• AIM: Transcribe the full listing below exactly.

— start MATERIAL TO PROCESS —

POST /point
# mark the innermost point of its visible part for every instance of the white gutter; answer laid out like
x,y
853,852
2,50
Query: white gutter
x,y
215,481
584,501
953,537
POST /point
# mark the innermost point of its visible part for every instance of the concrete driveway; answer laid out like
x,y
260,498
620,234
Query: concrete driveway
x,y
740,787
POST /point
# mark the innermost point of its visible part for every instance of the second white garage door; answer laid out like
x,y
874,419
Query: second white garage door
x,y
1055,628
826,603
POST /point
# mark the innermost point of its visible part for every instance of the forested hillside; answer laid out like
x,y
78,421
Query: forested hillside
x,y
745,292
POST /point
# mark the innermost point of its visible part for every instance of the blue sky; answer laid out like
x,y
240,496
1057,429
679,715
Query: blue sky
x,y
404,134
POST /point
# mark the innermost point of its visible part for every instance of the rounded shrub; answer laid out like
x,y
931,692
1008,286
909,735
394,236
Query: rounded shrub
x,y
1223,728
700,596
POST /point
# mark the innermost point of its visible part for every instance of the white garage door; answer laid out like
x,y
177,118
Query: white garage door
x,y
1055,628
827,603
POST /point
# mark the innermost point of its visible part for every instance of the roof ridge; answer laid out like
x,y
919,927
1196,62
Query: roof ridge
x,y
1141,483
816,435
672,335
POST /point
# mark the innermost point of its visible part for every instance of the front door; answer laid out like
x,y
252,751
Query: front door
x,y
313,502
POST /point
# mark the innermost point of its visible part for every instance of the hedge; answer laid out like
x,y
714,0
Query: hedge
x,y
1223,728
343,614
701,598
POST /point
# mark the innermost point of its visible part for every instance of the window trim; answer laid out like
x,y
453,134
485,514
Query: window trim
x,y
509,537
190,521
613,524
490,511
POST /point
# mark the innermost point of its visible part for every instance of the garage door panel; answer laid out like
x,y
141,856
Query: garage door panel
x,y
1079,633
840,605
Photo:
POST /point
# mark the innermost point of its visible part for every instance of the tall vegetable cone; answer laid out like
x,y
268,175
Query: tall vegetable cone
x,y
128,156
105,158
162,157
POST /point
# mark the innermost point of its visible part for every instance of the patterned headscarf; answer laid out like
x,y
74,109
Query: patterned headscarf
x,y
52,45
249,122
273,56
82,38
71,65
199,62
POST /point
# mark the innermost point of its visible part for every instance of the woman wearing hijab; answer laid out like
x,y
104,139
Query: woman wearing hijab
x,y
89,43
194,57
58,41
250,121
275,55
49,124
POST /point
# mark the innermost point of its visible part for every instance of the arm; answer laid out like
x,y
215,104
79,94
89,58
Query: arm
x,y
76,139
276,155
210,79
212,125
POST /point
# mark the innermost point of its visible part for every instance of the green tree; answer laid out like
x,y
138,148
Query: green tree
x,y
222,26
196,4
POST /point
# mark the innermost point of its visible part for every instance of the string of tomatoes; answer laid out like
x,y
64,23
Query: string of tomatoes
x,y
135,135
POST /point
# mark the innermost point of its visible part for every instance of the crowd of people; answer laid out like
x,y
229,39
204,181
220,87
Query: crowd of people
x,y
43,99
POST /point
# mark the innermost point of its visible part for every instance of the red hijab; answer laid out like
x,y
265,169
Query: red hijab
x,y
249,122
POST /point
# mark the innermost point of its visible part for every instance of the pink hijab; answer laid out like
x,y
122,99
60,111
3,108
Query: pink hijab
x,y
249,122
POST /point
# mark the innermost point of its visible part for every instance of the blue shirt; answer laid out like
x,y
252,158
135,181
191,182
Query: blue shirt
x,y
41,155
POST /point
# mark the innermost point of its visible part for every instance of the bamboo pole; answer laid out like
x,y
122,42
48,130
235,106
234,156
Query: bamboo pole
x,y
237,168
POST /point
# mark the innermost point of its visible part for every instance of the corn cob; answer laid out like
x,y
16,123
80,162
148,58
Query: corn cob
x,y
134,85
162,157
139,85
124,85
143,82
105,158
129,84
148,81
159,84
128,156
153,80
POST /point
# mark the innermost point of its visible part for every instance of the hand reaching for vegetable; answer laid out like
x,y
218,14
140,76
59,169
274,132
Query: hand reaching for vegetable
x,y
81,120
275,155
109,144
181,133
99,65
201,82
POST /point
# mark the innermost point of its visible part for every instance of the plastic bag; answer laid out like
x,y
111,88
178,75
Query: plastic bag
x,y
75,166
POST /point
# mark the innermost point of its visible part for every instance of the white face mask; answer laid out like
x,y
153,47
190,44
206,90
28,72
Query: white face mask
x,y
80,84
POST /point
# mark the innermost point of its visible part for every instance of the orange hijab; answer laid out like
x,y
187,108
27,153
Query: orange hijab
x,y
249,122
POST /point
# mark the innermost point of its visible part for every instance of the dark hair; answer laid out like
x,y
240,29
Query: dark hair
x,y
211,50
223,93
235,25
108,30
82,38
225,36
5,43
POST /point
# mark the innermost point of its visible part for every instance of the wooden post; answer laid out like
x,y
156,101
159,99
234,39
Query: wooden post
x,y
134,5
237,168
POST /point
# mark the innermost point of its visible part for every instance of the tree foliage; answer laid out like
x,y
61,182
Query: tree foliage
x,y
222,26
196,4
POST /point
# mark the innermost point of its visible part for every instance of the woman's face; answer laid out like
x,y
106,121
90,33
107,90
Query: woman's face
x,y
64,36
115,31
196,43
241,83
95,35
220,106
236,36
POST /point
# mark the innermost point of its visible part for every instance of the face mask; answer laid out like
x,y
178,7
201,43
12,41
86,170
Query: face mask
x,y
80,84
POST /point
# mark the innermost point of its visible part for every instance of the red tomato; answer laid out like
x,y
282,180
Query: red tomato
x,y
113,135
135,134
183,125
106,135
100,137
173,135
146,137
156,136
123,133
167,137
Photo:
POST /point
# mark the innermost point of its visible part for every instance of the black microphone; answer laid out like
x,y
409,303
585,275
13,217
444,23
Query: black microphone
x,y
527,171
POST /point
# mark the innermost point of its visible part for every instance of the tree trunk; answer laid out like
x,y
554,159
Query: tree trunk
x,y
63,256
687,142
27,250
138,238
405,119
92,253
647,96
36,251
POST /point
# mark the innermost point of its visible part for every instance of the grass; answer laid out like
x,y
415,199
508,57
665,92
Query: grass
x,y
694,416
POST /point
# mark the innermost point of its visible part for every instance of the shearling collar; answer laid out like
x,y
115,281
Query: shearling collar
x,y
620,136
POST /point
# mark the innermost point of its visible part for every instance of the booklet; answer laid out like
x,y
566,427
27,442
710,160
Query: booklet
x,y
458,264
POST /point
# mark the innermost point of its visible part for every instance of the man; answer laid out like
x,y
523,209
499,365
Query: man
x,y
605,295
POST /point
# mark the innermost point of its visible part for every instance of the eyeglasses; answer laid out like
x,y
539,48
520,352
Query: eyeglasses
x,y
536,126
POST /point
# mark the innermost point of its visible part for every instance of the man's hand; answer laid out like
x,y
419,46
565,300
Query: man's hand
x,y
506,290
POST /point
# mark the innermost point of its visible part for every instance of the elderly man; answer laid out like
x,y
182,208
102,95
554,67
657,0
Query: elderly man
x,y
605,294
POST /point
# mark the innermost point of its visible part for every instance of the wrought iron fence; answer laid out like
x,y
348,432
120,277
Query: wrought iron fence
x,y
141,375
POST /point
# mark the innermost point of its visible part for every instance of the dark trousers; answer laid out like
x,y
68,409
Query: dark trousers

— end MATERIAL TO PROCESS —

• WORKED SOLUTION:
POST /point
# mark the innermost point of its visible part for every instance of the white gutter; answer laid out like
x,y
853,852
2,50
Query: white gutter
x,y
215,481
584,501
953,537
POST /point
# mark the innermost point of its visible part for every instance of the concrete driveway; answer laid out like
x,y
260,498
620,234
Query: concrete driveway
x,y
740,787
POST /point
# mark the innermost point of its visible part for every instance of the second white garage door; answer laid out like
x,y
874,419
Query: second white garage door
x,y
1055,628
826,603
POST /point
# mark the innermost point of its visible part for every instance of the forested hillside; answer laid out like
x,y
78,421
Query: forested hillside
x,y
745,292
POST /point
# mark the innermost point of its visible part for every instance of the blue sky; answer laid out like
x,y
240,496
1057,429
679,715
Query: blue sky
x,y
404,134
POST /point
# mark the innermost point of its visible part for every instance of the rounded shrub; answer laid out like
x,y
931,692
1008,286
909,735
394,236
Query: rounded shrub
x,y
1223,728
700,596
POST /point
# mark the innermost point of its visible part for every instance of the white garage door; answer laid out like
x,y
177,118
Query: white garage door
x,y
1055,628
827,603
POST /point
# mark the innermost point of its visible part for every instance of the roof ridge; answer laid out like
x,y
919,927
1196,62
Query: roof ridge
x,y
1141,483
816,435
672,335
POST /point
# mark the innermost point of its visible part for every instance of the front door; answer laid out like
x,y
252,751
Query: front door
x,y
313,502
POST /point
# mark the innermost point of its visible part for every instance of the hedge; answer laid out like
x,y
714,0
Query: hedge
x,y
1223,728
343,614
701,598
POST /point
# mark the innermost point of its visible part for every instance of the window trim; answer laid out like
x,y
453,134
485,514
Query: window trim
x,y
509,537
190,521
613,524
490,511
POST /point
# mark the innermost point of its visible part for every instance of the garage door panel; answer laid out like
x,y
141,856
Query: garage door panel
x,y
1079,633
840,605
Photo:
POST /point
# mark the innermost point of its visible part for every instance of the tall vegetable cone; answer laid out like
x,y
268,175
Query: tall vegetable cone
x,y
128,156
105,158
162,157
POST /point
# mark the innermost point of its visible part for every instance of the patterned headscarf; answer laid out like
x,y
74,109
Query: patterned headscarf
x,y
52,45
249,122
273,56
82,38
71,65
199,62
POST /point
# mark the innermost point of its visible part for every instance of the woman wearing hijab; answer laid out like
x,y
104,139
Query: woman wearing hijab
x,y
89,43
194,57
58,41
250,121
275,55
49,124
POST /point
# mark the innermost point of its visible part for every instance of the arm; answer laid out like
x,y
215,104
79,94
89,58
Query: arm
x,y
76,139
276,155
210,79
212,125
POST /point
# mark the innermost point of its visible part for every instance of the green tree; answer laid out like
x,y
138,148
Query: green tree
x,y
222,26
196,4
POST /point
# mark the innermost point of its visible part for every instance of the string of tomatoes; answer laid out like
x,y
64,23
Query: string of tomatoes
x,y
135,135
POST /point
# mark the innermost point of its visible part for every instance of the crowd of people; answer laid out like
x,y
229,39
204,181
220,87
Query: crowd of people
x,y
43,99
POST /point
# mark the innermost point of its visible part for every instance of the red hijab; answer laid out like
x,y
265,169
Query: red hijab
x,y
249,122
POST /point
# mark the innermost point of its visible part for every instance of the pink hijab; answer laid out like
x,y
122,99
60,111
3,108
Query: pink hijab
x,y
249,122
POST /point
# mark the innermost point of its visible part for every instance of the blue shirt; answer laid out like
x,y
252,158
135,181
191,182
Query: blue shirt
x,y
41,155
POST /point
# mark the innermost point of its visible part for every instance of the bamboo pole; answer laid out like
x,y
122,42
48,130
235,106
234,156
Query: bamboo pole
x,y
237,168
POST /point
# mark the innermost point of its visible part for every instance of the corn cob; answer laid out like
x,y
16,123
80,162
148,58
Query: corn cob
x,y
134,85
162,157
139,85
124,85
143,82
105,158
129,84
148,81
159,84
128,156
153,80
POST /point
# mark the innermost point of its visible part for every instance of the hand reaching for vegetable; answer laid out like
x,y
218,14
140,76
59,169
274,132
Query: hand reaching for vegetable
x,y
81,120
275,155
109,144
181,133
99,65
201,82
POST /point
# mark the innermost point of its visible part for every instance of the plastic bag; answer laid out like
x,y
111,88
178,75
Query: plastic bag
x,y
75,166
POST /point
# mark the innermost point of its visible part for every instance of the white face mask; answer laid out like
x,y
153,47
190,44
206,90
28,72
Query: white face mask
x,y
80,84
POST /point
# mark the innermost point of its visible part for every instance of the orange hijab; answer laid out like
x,y
187,108
27,153
Query: orange hijab
x,y
249,122
POST /point
# mark the innermost point of its visible part for every instance of the dark hair; answer laid out like
x,y
240,29
Query: dark hair
x,y
211,50
223,93
235,25
108,30
82,38
225,36
5,43
POST /point
# mark the innermost point of its visible part for every instance of the wooden post; answer laid out like
x,y
156,101
159,99
234,39
Query: wooden post
x,y
134,5
237,168
POST /point
# mark the innermost point of its visible part for every instance of the tree foliage; answer laid out like
x,y
61,182
Query: tree foliage
x,y
222,26
196,4
POST /point
# mark the innermost point of its visible part for every instance of the woman's face; answer laid out like
x,y
106,121
90,33
107,90
Query: woman's face
x,y
64,36
115,31
196,43
241,83
95,35
220,106
236,36
POST /point
# mark the innermost point of its visible part for every instance of the face mask; answer laid out like
x,y
178,7
201,43
12,41
86,170
Query: face mask
x,y
80,84
POST /point
# mark the innermost point of its visible part for every instance of the red tomato; answer laid out like
x,y
282,180
Query: red tomato
x,y
113,135
135,134
183,125
106,135
100,137
173,135
146,137
156,136
123,133
167,137
Photo:
POST /point
# mark the innermost point of its visible part for every instance of the black microphone; answer laid out like
x,y
409,303
585,275
13,217
444,23
Query: black microphone
x,y
527,171
POST /point
# mark the innermost point of its visible part for every instance of the tree trunk; answer laid out like
x,y
554,159
Query: tree trunk
x,y
63,256
687,142
27,250
138,238
405,119
92,253
647,96
36,251
POST /point
# mark the innermost point of its visible part for every instance of the grass; answer laid out like
x,y
415,199
508,57
665,92
Query: grass
x,y
694,416
POST /point
# mark the innermost point of its visible part for every instance of the shearling collar; answer laid out like
x,y
115,281
Query: shearling collar
x,y
620,136
POST /point
# mark the innermost point of its visible part for every instance of the booklet; answer laid out like
x,y
566,427
27,442
710,160
Query: booklet
x,y
458,264
POST /point
# mark the innermost point of its visible part for every instance of the man; answer laid out like
x,y
523,209
499,365
Query: man
x,y
605,295
POST /point
# mark the innermost point of its visible part for every instance of the eyeglasses; answer laid out like
x,y
539,48
520,352
Query: eyeglasses
x,y
536,126
POST /point
# mark the innermost point of its visible part for every instance of the man's hand; answer laid out like
x,y
419,46
565,300
Query: man's hand
x,y
506,290
POST /point
# mark the innermost point of its visible part for every instance of the elderly man; answer laid out like
x,y
182,208
102,95
554,67
657,0
Query: elderly man
x,y
605,294
POST /point
# mark the innermost point of its visible part for every instance of the wrought iron fence; answer laid out like
x,y
348,432
120,277
Query: wrought iron fence
x,y
141,375
POST /point
# mark the innermost point of its visible part for every instance of the dark trousers; answer laid out like
x,y
68,409
Query: dark trousers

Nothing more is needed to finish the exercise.